### Instructions for the task
Each record must be printed again exactly as given.

### Information shown
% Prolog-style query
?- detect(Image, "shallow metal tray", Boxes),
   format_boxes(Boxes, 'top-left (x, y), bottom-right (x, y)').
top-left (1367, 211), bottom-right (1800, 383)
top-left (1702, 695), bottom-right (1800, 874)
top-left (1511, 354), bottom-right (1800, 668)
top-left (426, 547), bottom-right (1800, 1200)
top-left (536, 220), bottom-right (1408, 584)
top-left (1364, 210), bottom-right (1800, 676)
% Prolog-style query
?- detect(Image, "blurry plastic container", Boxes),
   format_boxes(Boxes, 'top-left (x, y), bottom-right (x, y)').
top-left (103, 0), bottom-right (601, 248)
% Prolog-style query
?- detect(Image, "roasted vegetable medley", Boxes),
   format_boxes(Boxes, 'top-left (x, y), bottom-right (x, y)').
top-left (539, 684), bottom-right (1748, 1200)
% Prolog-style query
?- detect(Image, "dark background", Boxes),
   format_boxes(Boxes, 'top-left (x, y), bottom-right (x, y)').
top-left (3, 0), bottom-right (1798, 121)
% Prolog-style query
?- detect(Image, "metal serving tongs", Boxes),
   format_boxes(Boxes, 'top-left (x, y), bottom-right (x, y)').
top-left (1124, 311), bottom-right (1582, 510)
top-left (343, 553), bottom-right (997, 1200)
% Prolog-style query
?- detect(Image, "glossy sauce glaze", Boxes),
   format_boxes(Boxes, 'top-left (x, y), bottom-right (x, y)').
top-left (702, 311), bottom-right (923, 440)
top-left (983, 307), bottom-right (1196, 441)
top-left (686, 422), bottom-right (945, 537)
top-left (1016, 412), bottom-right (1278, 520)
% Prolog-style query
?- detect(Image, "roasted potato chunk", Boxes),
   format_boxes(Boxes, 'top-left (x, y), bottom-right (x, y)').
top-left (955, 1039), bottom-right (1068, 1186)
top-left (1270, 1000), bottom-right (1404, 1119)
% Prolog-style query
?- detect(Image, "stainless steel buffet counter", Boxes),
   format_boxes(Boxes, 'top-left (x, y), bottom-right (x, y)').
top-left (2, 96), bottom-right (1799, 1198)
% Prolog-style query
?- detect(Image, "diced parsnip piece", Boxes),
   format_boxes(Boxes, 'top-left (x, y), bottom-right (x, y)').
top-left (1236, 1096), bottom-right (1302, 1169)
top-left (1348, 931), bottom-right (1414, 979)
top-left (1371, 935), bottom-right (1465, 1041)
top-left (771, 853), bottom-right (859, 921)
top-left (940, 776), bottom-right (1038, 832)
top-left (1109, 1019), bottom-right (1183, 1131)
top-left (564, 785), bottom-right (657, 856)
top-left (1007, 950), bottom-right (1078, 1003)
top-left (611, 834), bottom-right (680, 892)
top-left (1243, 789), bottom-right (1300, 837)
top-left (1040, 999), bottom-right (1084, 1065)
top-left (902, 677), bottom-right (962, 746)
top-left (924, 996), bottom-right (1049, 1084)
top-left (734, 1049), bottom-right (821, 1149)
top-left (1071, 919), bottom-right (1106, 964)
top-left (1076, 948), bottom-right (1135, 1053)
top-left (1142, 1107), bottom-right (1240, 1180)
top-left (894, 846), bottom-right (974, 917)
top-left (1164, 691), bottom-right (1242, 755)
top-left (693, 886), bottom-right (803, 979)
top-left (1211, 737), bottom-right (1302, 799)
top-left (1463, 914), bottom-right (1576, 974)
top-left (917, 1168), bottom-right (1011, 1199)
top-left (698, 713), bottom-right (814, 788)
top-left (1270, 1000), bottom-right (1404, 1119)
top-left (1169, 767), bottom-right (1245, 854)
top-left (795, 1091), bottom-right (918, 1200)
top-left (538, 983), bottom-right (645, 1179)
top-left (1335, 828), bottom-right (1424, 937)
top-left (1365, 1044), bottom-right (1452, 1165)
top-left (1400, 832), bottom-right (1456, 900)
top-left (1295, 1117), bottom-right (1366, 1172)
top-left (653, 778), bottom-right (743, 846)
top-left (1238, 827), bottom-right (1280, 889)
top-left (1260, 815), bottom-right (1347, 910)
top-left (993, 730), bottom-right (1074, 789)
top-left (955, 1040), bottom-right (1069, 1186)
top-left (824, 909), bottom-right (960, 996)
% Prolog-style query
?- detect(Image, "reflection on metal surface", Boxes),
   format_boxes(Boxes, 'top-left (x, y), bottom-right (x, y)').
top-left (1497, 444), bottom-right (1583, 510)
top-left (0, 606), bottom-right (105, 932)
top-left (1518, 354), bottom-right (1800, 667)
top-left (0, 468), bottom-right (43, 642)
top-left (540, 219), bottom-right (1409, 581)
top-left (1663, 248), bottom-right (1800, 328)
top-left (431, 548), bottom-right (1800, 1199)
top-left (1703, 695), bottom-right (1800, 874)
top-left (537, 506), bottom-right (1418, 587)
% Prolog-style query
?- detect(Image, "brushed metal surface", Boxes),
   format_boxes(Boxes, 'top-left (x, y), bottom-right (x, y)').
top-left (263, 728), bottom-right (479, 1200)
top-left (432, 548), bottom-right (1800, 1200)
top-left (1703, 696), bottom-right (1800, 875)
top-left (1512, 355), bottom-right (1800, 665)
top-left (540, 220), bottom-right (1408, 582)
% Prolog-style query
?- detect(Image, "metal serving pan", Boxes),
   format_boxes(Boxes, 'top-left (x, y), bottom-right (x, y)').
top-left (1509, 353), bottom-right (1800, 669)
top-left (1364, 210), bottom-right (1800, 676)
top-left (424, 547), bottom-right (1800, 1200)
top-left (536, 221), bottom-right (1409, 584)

### Exercise output
% Prolog-style query
?- detect(Image, "shallow metal tray", Boxes),
   format_boxes(Boxes, 'top-left (x, y), bottom-right (x, y)').
top-left (1367, 211), bottom-right (1800, 383)
top-left (1702, 695), bottom-right (1800, 874)
top-left (1511, 354), bottom-right (1800, 668)
top-left (426, 547), bottom-right (1800, 1200)
top-left (536, 220), bottom-right (1408, 584)
top-left (1364, 210), bottom-right (1800, 676)
% Prolog-style query
?- detect(Image, "blurry plastic container", Boxes),
   format_boxes(Boxes, 'top-left (x, y), bottom-right (x, y)').
top-left (103, 0), bottom-right (601, 248)
% Prolog-style query
?- detect(Image, "roasted vegetable medley", Boxes),
   format_boxes(Boxes, 'top-left (x, y), bottom-right (x, y)').
top-left (539, 684), bottom-right (1748, 1200)
% Prolog-style query
?- detect(Image, "dark background", Boxes),
   format_boxes(Boxes, 'top-left (x, y), bottom-right (x, y)').
top-left (3, 0), bottom-right (1798, 121)
% Prolog-style query
?- detect(Image, "metal serving tongs", Boxes),
   format_boxes(Boxes, 'top-left (x, y), bottom-right (x, y)').
top-left (1124, 311), bottom-right (1582, 510)
top-left (343, 553), bottom-right (997, 1200)
% Prolog-style query
?- detect(Image, "glossy sauce glaze", Boxes),
   format_boxes(Boxes, 'top-left (x, y), bottom-right (x, y)').
top-left (702, 311), bottom-right (923, 440)
top-left (983, 307), bottom-right (1196, 441)
top-left (686, 422), bottom-right (945, 537)
top-left (1016, 412), bottom-right (1278, 520)
% Prolog-style query
?- detect(Image, "roasted potato chunk", Boxes),
   format_boxes(Boxes, 'top-left (x, y), bottom-right (x, y)').
top-left (955, 1039), bottom-right (1068, 1186)
top-left (1270, 1000), bottom-right (1404, 1119)
% Prolog-style query
?- detect(Image, "stainless steel buffet counter", Boxes),
   format_boxes(Boxes, 'top-left (x, y), bottom-right (x, y)').
top-left (2, 96), bottom-right (1799, 1198)
% Prolog-style query
?- detect(Image, "diced parsnip piece", Boxes),
   format_boxes(Boxes, 'top-left (x, y), bottom-right (x, y)').
top-left (1236, 1096), bottom-right (1302, 1169)
top-left (1348, 931), bottom-right (1414, 979)
top-left (1371, 935), bottom-right (1465, 1041)
top-left (771, 853), bottom-right (859, 921)
top-left (940, 776), bottom-right (1038, 832)
top-left (1109, 1019), bottom-right (1183, 1131)
top-left (564, 785), bottom-right (657, 856)
top-left (1007, 950), bottom-right (1078, 1003)
top-left (611, 834), bottom-right (680, 892)
top-left (1243, 789), bottom-right (1300, 837)
top-left (1040, 999), bottom-right (1084, 1065)
top-left (902, 677), bottom-right (962, 746)
top-left (924, 996), bottom-right (1049, 1084)
top-left (734, 1049), bottom-right (821, 1149)
top-left (1071, 919), bottom-right (1106, 964)
top-left (1076, 948), bottom-right (1135, 1053)
top-left (1142, 1107), bottom-right (1240, 1180)
top-left (894, 846), bottom-right (974, 917)
top-left (1164, 691), bottom-right (1242, 755)
top-left (693, 886), bottom-right (803, 979)
top-left (1211, 737), bottom-right (1302, 799)
top-left (1463, 914), bottom-right (1576, 974)
top-left (917, 1168), bottom-right (1011, 1199)
top-left (698, 713), bottom-right (814, 788)
top-left (1270, 1000), bottom-right (1404, 1119)
top-left (1169, 767), bottom-right (1245, 854)
top-left (795, 1091), bottom-right (918, 1200)
top-left (538, 983), bottom-right (645, 1179)
top-left (1335, 828), bottom-right (1424, 937)
top-left (1365, 1044), bottom-right (1452, 1165)
top-left (1400, 832), bottom-right (1456, 900)
top-left (1295, 1117), bottom-right (1366, 1172)
top-left (653, 778), bottom-right (743, 846)
top-left (1238, 827), bottom-right (1280, 889)
top-left (1260, 815), bottom-right (1347, 910)
top-left (993, 730), bottom-right (1074, 789)
top-left (955, 1040), bottom-right (1069, 1186)
top-left (824, 909), bottom-right (960, 996)
% Prolog-style query
?- detect(Image, "reflection on metal surface", Boxes),
   format_boxes(Boxes, 'top-left (x, y), bottom-right (x, y)').
top-left (1497, 444), bottom-right (1583, 510)
top-left (0, 606), bottom-right (105, 932)
top-left (1518, 354), bottom-right (1800, 667)
top-left (0, 468), bottom-right (43, 642)
top-left (540, 219), bottom-right (1409, 581)
top-left (1663, 248), bottom-right (1800, 328)
top-left (431, 548), bottom-right (1800, 1199)
top-left (1703, 695), bottom-right (1800, 874)
top-left (537, 506), bottom-right (1418, 587)
% Prolog-style query
?- detect(Image, "brushed metal surface", Boxes),
   format_boxes(Boxes, 'top-left (x, y), bottom-right (x, y)').
top-left (263, 728), bottom-right (479, 1200)
top-left (432, 548), bottom-right (1800, 1200)
top-left (1703, 696), bottom-right (1800, 875)
top-left (1512, 355), bottom-right (1800, 665)
top-left (540, 220), bottom-right (1408, 582)
% Prolog-style query
?- detect(Image, "metal serving pan", Boxes),
   format_boxes(Boxes, 'top-left (x, y), bottom-right (x, y)').
top-left (1509, 353), bottom-right (1800, 669)
top-left (1364, 210), bottom-right (1800, 676)
top-left (424, 547), bottom-right (1800, 1200)
top-left (536, 221), bottom-right (1409, 584)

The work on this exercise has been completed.